## WORK INSTRUCTIONS
1. Answer these questions about the essay on jazz and classical music:
(a) In the opening paragraph, what is jazz said to be about?
(b) Which two composers are called the commonest known composers in the world?
(c) In the paragraph beginning "Now it becomes apparent," what is classical music said to be about?
2. Reproduce the stretch of the essay on jazz and classical music from "If we indulge" through "on some substance.", renaming "Florida" as "Ohio".
3. Extend the essay on jazz and classical music with what comes next after its final sentence.

:: PASSAGE GIVEN ::

The difference, my incestuous cousin, between classical and jazz was a subject of mortal debate at the turn of the last century. The reason is that jazz is about feeling ("now I'm blue / and the trouble with me is you") and classical music is about thinking-- how else could one be induced to accept eighteen hours of dwarves fucking giants and vengeful women made out of water in a language half the audience didn't know? Yet my examples highlight the ridiculous of overgeneralizing that jazz is virile and classical sterile: Nat King Cole clearly knew some math ("the/trou/ble/with/me/is/you"), and Wagner-- great with the notes-- was fecundly inattentive to what Socrates said about building a good story.
Beethoven and Mozart clearly knew some things about passion so it's probably no coincidence that they're the commonest known composers in the world. Then we detour left to Shakespeare, who mostly wrote for money and didn't think his stuff worth saving, but who knew the value of humour in the middle of pathos ("the bawdy hand of the dial is upon the prick of noon")-- more importantly, though forgive the juxtaposition, the value of timeless humour. Shakespeare was lucky enough to live at a time when any in-jokes should be confined Zeus fucking a cow-- not a hanging chad in the bunch.
Now it becomes apparent that jazz is not so much about feeling as about individuality-- democracy even-- whereas classical music is about structure and tradition. The airiest classical is solid ("Joy, fair spark of the gods, / Daughter of Elysium, / Drunk with fiery rapture, Goddess, / We approach thy shrine!") compared to the liquidity of the grimmest jazz ("you took a heart / tore it apart / you took a dream / tore out the seams").
If we indulge a little in modern namedropping and compare the feuds on constitutes pure jazz to George Dubya stealing the presidential election in Florida, and the stultification of classical music to the corruption of the Christian church, the metaphors, I think, do take on some substance.

:::
:: DATASET CONTENT ::

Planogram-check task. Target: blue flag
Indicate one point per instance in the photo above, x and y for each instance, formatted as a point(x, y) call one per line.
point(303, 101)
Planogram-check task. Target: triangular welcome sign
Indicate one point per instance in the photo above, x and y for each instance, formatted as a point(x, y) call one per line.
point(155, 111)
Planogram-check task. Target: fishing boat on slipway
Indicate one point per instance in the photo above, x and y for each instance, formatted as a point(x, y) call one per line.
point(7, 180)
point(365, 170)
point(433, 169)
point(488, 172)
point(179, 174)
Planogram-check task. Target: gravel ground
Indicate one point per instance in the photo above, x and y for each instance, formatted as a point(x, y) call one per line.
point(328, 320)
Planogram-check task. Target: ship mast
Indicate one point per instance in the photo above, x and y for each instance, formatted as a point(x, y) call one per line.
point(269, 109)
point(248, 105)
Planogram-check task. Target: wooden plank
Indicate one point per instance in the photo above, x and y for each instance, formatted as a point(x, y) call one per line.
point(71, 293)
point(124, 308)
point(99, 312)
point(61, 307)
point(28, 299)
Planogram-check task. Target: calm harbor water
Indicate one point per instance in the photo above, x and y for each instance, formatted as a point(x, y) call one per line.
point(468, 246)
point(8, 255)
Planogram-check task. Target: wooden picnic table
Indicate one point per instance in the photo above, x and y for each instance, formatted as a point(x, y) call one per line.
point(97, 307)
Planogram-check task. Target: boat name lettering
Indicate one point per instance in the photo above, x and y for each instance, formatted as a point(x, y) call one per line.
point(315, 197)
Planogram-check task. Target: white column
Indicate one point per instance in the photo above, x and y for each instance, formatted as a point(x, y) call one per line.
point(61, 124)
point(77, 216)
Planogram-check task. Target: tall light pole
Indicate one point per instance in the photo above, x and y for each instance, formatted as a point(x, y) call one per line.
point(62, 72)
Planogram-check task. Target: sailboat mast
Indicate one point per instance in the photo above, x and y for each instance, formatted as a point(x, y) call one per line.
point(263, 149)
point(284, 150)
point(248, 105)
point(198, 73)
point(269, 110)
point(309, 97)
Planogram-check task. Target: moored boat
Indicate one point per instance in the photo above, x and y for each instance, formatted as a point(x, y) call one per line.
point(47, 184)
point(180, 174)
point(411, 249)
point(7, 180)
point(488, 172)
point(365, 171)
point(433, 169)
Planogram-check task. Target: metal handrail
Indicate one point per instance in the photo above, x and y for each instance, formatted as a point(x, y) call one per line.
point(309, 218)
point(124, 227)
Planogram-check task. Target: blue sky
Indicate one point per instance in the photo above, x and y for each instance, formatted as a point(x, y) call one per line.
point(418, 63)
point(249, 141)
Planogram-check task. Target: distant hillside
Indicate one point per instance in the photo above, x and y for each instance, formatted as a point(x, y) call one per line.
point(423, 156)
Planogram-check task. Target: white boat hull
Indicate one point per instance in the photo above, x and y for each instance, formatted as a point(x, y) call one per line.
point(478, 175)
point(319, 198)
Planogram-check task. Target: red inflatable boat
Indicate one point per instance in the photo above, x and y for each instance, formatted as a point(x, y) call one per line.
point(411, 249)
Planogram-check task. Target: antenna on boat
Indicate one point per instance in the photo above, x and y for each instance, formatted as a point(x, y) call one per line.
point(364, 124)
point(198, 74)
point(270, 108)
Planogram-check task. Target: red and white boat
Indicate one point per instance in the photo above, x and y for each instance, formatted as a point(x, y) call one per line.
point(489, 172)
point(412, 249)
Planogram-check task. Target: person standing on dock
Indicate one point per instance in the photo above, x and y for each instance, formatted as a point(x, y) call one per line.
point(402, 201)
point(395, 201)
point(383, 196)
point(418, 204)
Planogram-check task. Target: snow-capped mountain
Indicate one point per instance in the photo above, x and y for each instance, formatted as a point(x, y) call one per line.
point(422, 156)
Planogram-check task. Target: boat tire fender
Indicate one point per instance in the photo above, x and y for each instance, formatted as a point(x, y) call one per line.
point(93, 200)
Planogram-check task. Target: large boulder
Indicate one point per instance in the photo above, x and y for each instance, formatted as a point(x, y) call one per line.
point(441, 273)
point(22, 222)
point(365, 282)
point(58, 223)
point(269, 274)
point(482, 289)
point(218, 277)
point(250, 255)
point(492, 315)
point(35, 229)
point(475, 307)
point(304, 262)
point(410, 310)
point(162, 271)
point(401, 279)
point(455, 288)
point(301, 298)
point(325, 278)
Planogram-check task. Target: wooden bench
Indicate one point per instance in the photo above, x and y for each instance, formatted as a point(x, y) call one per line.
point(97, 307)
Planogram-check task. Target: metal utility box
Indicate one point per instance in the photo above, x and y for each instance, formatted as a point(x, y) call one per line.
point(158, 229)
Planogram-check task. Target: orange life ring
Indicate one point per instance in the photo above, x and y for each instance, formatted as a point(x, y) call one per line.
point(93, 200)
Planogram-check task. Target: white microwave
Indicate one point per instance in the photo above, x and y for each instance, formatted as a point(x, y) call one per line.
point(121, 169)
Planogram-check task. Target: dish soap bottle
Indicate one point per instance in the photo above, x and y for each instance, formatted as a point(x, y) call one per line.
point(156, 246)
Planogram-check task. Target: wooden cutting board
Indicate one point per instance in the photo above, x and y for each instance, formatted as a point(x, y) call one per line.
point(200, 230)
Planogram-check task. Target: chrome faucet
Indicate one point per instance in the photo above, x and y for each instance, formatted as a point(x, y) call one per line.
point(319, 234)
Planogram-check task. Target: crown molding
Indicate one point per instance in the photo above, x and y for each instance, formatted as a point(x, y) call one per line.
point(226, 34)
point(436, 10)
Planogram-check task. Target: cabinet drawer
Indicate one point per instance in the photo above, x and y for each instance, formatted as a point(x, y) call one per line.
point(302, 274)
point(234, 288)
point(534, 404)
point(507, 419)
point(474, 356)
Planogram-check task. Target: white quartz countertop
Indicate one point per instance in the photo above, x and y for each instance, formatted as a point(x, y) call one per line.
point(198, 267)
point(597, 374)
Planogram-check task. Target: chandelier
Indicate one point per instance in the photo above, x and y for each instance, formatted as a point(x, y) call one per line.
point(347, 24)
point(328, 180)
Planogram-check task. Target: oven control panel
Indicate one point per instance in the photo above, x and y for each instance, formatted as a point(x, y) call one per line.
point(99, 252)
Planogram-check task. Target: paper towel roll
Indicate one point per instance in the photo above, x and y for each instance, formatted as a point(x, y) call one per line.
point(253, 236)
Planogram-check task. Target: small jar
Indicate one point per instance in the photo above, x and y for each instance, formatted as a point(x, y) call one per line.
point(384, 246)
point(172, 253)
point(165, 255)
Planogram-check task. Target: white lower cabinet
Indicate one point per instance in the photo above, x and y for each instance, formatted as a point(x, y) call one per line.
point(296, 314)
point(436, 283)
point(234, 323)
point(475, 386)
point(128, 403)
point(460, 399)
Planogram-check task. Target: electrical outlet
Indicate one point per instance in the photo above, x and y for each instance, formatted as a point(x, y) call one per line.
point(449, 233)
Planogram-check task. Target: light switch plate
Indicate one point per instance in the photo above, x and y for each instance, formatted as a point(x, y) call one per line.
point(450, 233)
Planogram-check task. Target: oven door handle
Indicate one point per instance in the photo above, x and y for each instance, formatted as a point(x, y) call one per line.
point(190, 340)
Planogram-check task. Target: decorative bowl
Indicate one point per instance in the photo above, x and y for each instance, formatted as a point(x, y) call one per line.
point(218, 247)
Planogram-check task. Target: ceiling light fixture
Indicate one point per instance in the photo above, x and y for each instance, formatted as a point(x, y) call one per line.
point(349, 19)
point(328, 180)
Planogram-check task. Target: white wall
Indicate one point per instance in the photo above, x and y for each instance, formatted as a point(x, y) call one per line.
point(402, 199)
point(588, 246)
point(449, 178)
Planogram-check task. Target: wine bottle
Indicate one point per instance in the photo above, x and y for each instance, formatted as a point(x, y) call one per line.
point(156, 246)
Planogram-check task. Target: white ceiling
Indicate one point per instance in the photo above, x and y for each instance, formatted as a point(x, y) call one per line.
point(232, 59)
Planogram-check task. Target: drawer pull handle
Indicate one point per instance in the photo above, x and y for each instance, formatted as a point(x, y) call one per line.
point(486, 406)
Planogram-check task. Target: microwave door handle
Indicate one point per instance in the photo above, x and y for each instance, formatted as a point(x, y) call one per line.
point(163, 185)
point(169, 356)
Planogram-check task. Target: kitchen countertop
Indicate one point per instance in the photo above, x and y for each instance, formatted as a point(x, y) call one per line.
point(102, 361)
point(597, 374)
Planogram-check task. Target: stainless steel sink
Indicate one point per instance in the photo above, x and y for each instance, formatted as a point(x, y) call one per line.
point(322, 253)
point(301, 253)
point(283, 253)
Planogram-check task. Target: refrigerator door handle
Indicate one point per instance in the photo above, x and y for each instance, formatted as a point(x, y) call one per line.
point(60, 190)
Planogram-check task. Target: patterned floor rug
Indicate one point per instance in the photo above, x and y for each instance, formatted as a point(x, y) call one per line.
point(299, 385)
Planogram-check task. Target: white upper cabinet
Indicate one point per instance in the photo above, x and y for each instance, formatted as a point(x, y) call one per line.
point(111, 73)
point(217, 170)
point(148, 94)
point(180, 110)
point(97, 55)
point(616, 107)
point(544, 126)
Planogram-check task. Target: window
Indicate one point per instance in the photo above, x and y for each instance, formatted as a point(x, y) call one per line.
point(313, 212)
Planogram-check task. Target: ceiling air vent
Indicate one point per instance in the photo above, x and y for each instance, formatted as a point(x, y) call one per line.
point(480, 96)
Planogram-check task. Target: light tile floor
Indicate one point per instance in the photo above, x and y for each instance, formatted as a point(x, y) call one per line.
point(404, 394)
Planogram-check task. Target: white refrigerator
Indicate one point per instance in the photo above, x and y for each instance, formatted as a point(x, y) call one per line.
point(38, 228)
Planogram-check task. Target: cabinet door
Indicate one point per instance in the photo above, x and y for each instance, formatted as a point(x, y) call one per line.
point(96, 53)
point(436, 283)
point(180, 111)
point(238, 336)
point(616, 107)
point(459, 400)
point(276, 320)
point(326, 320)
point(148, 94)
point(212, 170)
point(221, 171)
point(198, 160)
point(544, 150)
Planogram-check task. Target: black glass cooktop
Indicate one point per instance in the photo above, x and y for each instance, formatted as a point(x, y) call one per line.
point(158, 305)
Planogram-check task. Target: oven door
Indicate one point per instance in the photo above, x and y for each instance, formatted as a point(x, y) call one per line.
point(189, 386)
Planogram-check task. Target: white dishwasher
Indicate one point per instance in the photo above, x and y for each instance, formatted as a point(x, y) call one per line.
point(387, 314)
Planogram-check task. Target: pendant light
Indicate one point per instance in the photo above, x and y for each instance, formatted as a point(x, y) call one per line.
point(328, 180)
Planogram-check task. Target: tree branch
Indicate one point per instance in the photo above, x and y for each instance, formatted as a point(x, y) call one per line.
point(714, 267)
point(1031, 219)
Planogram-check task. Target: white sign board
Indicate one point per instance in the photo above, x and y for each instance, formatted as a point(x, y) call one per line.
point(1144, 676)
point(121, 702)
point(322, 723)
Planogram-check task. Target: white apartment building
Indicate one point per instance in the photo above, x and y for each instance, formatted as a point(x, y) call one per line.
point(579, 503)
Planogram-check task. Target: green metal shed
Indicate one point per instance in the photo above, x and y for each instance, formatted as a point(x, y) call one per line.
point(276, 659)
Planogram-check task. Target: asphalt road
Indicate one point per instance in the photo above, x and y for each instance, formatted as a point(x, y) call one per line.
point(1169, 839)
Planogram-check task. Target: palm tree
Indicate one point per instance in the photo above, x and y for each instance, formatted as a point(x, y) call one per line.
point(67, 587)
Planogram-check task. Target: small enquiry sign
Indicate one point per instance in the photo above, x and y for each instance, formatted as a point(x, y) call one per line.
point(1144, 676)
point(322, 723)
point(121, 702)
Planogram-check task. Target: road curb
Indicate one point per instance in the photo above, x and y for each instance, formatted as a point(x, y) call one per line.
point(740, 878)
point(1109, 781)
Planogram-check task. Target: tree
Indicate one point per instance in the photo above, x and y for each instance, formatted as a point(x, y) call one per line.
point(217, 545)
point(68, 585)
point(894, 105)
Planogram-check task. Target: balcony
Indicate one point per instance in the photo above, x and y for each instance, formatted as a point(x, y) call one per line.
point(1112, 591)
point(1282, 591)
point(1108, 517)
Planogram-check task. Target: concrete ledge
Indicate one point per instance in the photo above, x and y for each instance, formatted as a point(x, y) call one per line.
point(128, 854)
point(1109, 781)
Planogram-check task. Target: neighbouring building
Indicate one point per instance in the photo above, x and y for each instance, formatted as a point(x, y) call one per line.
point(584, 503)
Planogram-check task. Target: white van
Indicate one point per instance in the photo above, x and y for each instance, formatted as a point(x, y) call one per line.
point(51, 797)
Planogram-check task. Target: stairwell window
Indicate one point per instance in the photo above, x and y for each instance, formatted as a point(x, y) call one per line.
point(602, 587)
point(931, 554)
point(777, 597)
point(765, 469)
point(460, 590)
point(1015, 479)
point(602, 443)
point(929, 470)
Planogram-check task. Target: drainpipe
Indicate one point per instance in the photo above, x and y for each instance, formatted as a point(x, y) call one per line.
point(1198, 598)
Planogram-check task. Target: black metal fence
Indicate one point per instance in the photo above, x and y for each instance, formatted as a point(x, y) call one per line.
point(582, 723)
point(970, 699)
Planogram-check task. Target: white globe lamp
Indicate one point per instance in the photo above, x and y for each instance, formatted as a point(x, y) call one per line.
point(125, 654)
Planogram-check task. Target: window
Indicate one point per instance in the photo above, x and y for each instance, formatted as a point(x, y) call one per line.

:::

## PER-TASK ANSWERS
1.
(a) Feeling.
(b) Beethoven and Mozart.
(c) Structure and tradition.

2.
If we indulge a little in modern namedropping and compare the feuds on constitutes pure jazz to George Dubya stealing the presidential election in Ohio, and the stultification of classical music to the corruption of the Christian church, the metaphors, I think, do take on some substance.

3.
If one accepts, as I do, that rock music is as much an offshoot of jazz as is standup comedy, then one might surmise that I consider all rock music irredeemably liquid. This is true! However, rock is so demandingly fluid that it mixes easily-- one might even say it pollutes easily. My favourite music of any genre is so passionate that it has turned to steam. Yours-- and here's the lecture-- is so cold that it has become mud. People like Roger Waters and Alanis Morissette are loaded with Teutonic angst, but too superficial, stupid or ignorant to develop proper discipline. This makes me very angry, because people who are otherwise intelligent are easily distracted into mistaking passionately cold mud for either water or ground ("There is no disappearing of the true Dhamma until a false Dhamma arises in the world. When the false Dhamma arises, he makes the true Dhamma to disappear").
I am profoundly mistrustful of people who are old enough to have outgrown cold mud music but haven't. It suggests that they feel a great loss in their lives, looming and significant, but have transmuted it into something casual and tolerable. They've rechanneled sorrow-- which can be surmounted-- into melancholy-- which is only romantic. Someone who has permanently done that to themselves will probably do the same to others.
Melancholy is so teenage, ICIE. Grow up.